Stated exercise -> Copy word for word everything from the line containing "like [65, 26].", that line included, down to the end of the entries.

Dataset rows ->
^^^^^^^^

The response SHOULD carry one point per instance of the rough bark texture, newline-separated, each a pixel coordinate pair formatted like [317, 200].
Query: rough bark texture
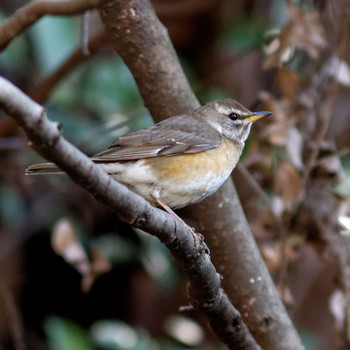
[204, 291]
[144, 45]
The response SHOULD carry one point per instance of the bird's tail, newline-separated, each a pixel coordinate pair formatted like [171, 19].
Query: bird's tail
[43, 168]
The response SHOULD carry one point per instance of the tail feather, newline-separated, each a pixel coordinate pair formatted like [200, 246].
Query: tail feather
[43, 168]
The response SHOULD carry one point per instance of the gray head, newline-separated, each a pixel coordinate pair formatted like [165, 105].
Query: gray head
[230, 118]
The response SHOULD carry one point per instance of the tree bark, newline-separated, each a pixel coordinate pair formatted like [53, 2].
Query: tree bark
[144, 45]
[204, 290]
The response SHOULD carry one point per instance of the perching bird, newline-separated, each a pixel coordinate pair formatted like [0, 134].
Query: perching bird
[180, 160]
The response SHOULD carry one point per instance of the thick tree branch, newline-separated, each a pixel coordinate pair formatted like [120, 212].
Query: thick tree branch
[204, 292]
[143, 43]
[29, 14]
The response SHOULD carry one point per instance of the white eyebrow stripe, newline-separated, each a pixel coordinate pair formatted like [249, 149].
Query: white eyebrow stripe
[230, 109]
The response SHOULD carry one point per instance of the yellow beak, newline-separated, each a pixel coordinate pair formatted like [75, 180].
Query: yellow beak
[257, 115]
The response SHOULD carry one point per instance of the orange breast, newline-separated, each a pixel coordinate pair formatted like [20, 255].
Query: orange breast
[193, 167]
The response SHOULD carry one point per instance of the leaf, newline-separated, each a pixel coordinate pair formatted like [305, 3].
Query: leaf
[304, 31]
[287, 184]
[342, 189]
[65, 335]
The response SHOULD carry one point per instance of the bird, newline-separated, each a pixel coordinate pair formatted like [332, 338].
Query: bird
[180, 160]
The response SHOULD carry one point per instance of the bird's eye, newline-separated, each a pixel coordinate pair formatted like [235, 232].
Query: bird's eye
[233, 116]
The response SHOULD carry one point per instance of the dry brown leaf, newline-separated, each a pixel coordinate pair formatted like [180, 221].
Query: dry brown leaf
[288, 82]
[288, 184]
[304, 31]
[65, 242]
[276, 128]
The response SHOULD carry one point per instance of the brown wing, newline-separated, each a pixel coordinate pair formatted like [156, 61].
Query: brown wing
[176, 135]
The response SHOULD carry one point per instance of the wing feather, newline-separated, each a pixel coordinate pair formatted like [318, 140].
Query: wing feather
[173, 136]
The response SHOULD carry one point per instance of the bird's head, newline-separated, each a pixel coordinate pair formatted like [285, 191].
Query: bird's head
[230, 118]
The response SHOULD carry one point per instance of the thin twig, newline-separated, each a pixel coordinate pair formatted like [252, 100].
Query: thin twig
[204, 290]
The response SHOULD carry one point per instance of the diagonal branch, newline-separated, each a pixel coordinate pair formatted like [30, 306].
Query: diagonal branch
[29, 14]
[204, 290]
[144, 44]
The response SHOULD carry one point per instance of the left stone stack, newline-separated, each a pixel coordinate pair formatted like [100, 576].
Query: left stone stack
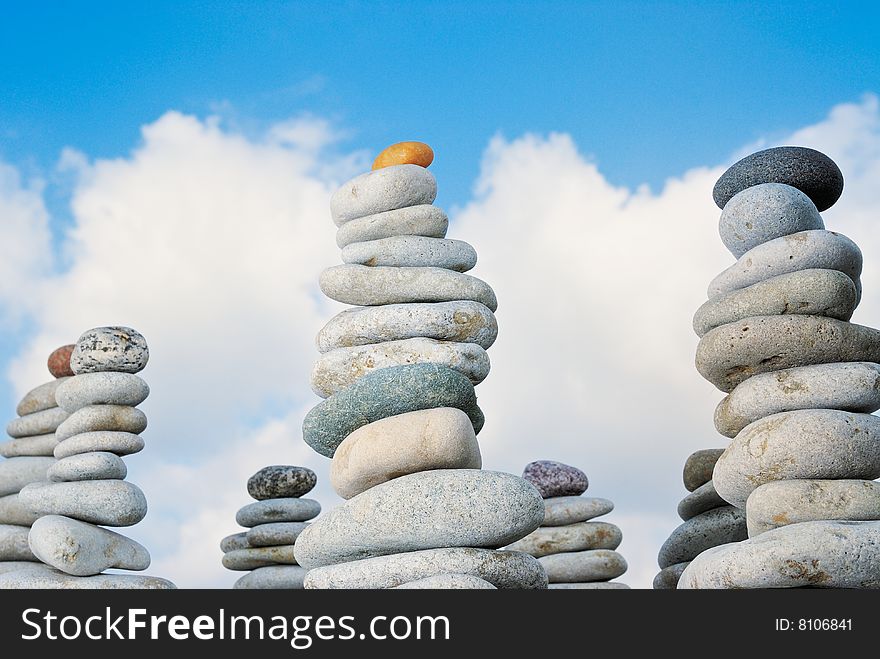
[86, 485]
[30, 454]
[274, 522]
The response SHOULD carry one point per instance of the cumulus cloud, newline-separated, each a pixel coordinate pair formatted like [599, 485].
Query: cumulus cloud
[210, 243]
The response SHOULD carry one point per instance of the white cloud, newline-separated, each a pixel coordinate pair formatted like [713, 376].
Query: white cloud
[210, 243]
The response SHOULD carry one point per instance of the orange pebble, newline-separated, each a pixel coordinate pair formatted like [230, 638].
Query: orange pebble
[405, 153]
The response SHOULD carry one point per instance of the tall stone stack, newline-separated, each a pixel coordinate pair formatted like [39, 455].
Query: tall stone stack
[273, 523]
[576, 551]
[709, 520]
[801, 383]
[400, 416]
[86, 489]
[29, 454]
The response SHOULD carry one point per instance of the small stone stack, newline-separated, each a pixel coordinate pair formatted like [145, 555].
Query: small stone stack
[273, 522]
[575, 552]
[400, 416]
[801, 383]
[86, 485]
[709, 520]
[29, 455]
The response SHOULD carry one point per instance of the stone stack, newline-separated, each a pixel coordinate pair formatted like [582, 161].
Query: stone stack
[86, 485]
[575, 551]
[709, 520]
[400, 416]
[273, 523]
[29, 455]
[801, 383]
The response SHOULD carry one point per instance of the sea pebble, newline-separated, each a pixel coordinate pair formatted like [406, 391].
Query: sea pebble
[277, 510]
[763, 212]
[120, 443]
[462, 321]
[38, 423]
[439, 438]
[59, 361]
[789, 502]
[699, 501]
[816, 249]
[15, 473]
[379, 285]
[82, 549]
[107, 388]
[119, 349]
[559, 511]
[382, 190]
[808, 170]
[385, 393]
[412, 252]
[581, 566]
[708, 529]
[107, 502]
[447, 582]
[40, 398]
[698, 467]
[12, 511]
[234, 541]
[667, 578]
[555, 479]
[38, 445]
[573, 537]
[337, 369]
[804, 444]
[423, 220]
[503, 569]
[821, 554]
[731, 354]
[805, 292]
[849, 386]
[42, 577]
[14, 544]
[95, 418]
[404, 153]
[254, 557]
[87, 467]
[273, 535]
[281, 481]
[426, 510]
[278, 577]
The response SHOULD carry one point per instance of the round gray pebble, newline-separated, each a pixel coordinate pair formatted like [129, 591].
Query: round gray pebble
[412, 252]
[817, 249]
[107, 388]
[385, 393]
[805, 292]
[382, 190]
[422, 220]
[708, 529]
[804, 444]
[88, 467]
[763, 212]
[119, 349]
[462, 321]
[733, 353]
[281, 481]
[848, 386]
[277, 510]
[95, 418]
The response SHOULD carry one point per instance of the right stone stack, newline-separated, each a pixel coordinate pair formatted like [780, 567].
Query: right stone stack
[801, 383]
[577, 553]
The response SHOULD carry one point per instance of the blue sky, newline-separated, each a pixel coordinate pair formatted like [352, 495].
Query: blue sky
[584, 264]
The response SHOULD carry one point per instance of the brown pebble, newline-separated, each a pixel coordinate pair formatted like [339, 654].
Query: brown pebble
[405, 153]
[59, 361]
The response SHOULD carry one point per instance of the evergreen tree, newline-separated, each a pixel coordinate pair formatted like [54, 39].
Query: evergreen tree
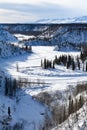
[9, 111]
[73, 65]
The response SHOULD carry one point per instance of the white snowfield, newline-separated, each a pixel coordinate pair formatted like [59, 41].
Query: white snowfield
[28, 110]
[29, 67]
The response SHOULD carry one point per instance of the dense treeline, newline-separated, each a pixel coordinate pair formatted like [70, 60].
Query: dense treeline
[10, 87]
[70, 62]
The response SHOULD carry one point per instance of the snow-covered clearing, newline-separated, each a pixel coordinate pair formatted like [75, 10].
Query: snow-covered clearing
[29, 67]
[28, 110]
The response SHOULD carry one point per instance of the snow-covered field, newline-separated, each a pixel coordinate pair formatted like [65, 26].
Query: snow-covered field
[29, 67]
[28, 110]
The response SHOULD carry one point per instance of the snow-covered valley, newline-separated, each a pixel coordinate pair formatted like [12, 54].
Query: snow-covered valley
[28, 108]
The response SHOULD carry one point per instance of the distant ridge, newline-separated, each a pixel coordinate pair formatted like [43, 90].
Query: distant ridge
[82, 19]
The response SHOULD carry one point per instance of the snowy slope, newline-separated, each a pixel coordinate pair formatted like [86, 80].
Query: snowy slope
[82, 19]
[75, 123]
[9, 45]
[24, 108]
[5, 36]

^^^^^^^^

Written solution ->
The response SHOULD carry one point per instance of the snow-covered field, newline-separated, each a pixel coordinate pair formatted like [65, 26].
Query: snow-covered field
[29, 67]
[28, 110]
The response SHOULD carry one point per instance of the snow-covered valley, newline-separated, each a pixel coordinate pair formatted like [12, 54].
Query: snow-covered valley
[28, 108]
The response SHOULD carry one point per instance of the distant ridge, newline-separated, each a pixel coordinate pair formatted like [43, 90].
Query: distant ridge
[82, 19]
The response SHOULD carry one point per instance of the snowy slope, newline-separated, each a pixel coordinate pair formatted like [86, 80].
Query: snowy slope
[82, 19]
[75, 123]
[9, 45]
[24, 108]
[5, 36]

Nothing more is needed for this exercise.